Lines of data:
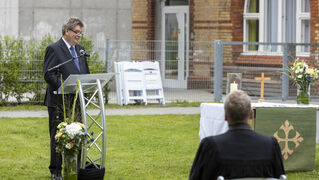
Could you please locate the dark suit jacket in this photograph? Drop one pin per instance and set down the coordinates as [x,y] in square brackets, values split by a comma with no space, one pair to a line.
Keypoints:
[55,54]
[238,153]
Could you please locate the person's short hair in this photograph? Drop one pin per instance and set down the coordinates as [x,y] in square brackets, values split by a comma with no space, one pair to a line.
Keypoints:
[237,107]
[71,23]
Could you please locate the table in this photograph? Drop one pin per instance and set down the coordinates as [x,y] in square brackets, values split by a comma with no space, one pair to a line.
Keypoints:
[273,119]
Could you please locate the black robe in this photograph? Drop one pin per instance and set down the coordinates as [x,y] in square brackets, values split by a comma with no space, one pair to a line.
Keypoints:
[238,153]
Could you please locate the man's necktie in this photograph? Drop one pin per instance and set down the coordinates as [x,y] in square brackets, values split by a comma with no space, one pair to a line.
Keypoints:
[76,61]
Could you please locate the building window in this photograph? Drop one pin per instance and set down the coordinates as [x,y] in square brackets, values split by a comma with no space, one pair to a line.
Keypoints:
[276,21]
[176,2]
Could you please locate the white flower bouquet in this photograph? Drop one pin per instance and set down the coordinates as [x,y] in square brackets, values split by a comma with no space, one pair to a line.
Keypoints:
[303,76]
[70,137]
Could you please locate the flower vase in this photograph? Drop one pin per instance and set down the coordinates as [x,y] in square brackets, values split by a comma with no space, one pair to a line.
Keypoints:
[303,95]
[69,170]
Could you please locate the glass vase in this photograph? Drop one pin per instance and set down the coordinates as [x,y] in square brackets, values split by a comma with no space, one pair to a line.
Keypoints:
[303,95]
[69,169]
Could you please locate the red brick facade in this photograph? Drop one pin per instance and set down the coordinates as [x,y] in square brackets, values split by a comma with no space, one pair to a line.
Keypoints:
[211,20]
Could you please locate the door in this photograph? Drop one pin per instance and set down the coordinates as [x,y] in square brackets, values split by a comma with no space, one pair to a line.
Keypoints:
[174,62]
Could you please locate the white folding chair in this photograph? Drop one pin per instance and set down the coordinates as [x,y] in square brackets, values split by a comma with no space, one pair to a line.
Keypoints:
[153,81]
[133,79]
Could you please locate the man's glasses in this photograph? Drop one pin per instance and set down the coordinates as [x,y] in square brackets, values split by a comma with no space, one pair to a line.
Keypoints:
[76,32]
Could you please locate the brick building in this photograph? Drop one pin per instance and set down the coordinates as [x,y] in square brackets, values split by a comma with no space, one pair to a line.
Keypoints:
[192,21]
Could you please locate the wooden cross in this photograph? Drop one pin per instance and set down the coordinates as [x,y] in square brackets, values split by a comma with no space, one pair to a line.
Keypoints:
[262,79]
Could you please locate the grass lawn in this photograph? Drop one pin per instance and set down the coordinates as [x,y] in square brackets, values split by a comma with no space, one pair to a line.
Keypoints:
[138,147]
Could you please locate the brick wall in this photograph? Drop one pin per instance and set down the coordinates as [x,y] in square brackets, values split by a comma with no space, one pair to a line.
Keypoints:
[210,20]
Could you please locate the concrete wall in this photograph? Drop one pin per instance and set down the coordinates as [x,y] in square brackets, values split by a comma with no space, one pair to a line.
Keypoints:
[104,19]
[9,15]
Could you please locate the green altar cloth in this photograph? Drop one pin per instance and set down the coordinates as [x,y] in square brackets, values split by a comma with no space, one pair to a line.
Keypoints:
[295,130]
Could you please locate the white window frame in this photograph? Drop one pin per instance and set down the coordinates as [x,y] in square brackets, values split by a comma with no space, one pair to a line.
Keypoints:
[262,18]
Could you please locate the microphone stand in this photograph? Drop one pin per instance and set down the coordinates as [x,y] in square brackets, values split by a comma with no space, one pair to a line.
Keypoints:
[57,66]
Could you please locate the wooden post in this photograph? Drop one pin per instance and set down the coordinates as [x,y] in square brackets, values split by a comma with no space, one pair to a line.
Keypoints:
[262,79]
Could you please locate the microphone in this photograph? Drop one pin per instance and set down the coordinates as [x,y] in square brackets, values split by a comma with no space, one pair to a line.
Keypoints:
[83,53]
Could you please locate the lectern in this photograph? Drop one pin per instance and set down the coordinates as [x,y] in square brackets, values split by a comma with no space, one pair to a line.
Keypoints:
[90,92]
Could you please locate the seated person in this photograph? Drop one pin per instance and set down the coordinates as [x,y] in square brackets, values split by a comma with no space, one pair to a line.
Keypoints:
[240,152]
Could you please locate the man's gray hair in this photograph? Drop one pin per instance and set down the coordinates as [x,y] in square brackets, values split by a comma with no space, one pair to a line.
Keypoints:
[71,23]
[237,107]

### Goal
Return the line that contains "Could you please locate the concrete" and all lines after it, verbatim, and nothing else.

### Response to the exercise
Could you please locate the concrete wall in this photograph? Drop one pin per instance and set down the coordinates as [x,y] in square brackets, values split by a comma with no space, one pair to a line.
Keypoints:
[104,19]
[9,15]
Could you please locate the green altar cloth in this photograph? Drop one pin per instance and set down the coordinates as [x,y] in square brackets, values split by a comma with no space, one pair to a line.
Keypoints:
[295,130]
Could you please locate the white window frame in this photograph? Drop one pin per instance and set down the coordinates as [x,y] in square brackets, values split by a comma with no space, one pair to a line.
Keypoints:
[262,18]
Could you please locate the microphone stand in this photograph? Drop one pin per instance and set down the coordinates as [x,y] in square brackets, values split by a comma with no space, one pair to a line.
Keypoints:
[57,66]
Could you please locate the wooden post in this photograph? Drop one pin per instance and set down the coordinates as [x,y] in square brackets, values split by a comma with no space, one pair to a line.
Keypoints:
[262,79]
Could you please locate the microphone in this photograph? Drop one pin per instance and set down the coordinates as [x,y] in square brackets, values split by a comma with no space, one pair to a line.
Keypoints:
[83,53]
Could you please locate the lectern in this photograph? Drop one pin per instance and set down the coordinates as [x,y] in square brackets, values split by a comma with no space, one pair to a line.
Keypoints:
[90,92]
Could you please locate the seated person in this photograph? Drop one pin per instance and set down the coordinates as [x,y] in square brackets, values split by a comma with no space, one pair to a line.
Keypoints:
[240,152]
Could you please locate the man's gray hair in this photograph? Drop one pin per instance and set down the coordinates as [x,y] in square brackets, values split by a comma with no space, one pair to a line.
Keypoints:
[71,23]
[237,107]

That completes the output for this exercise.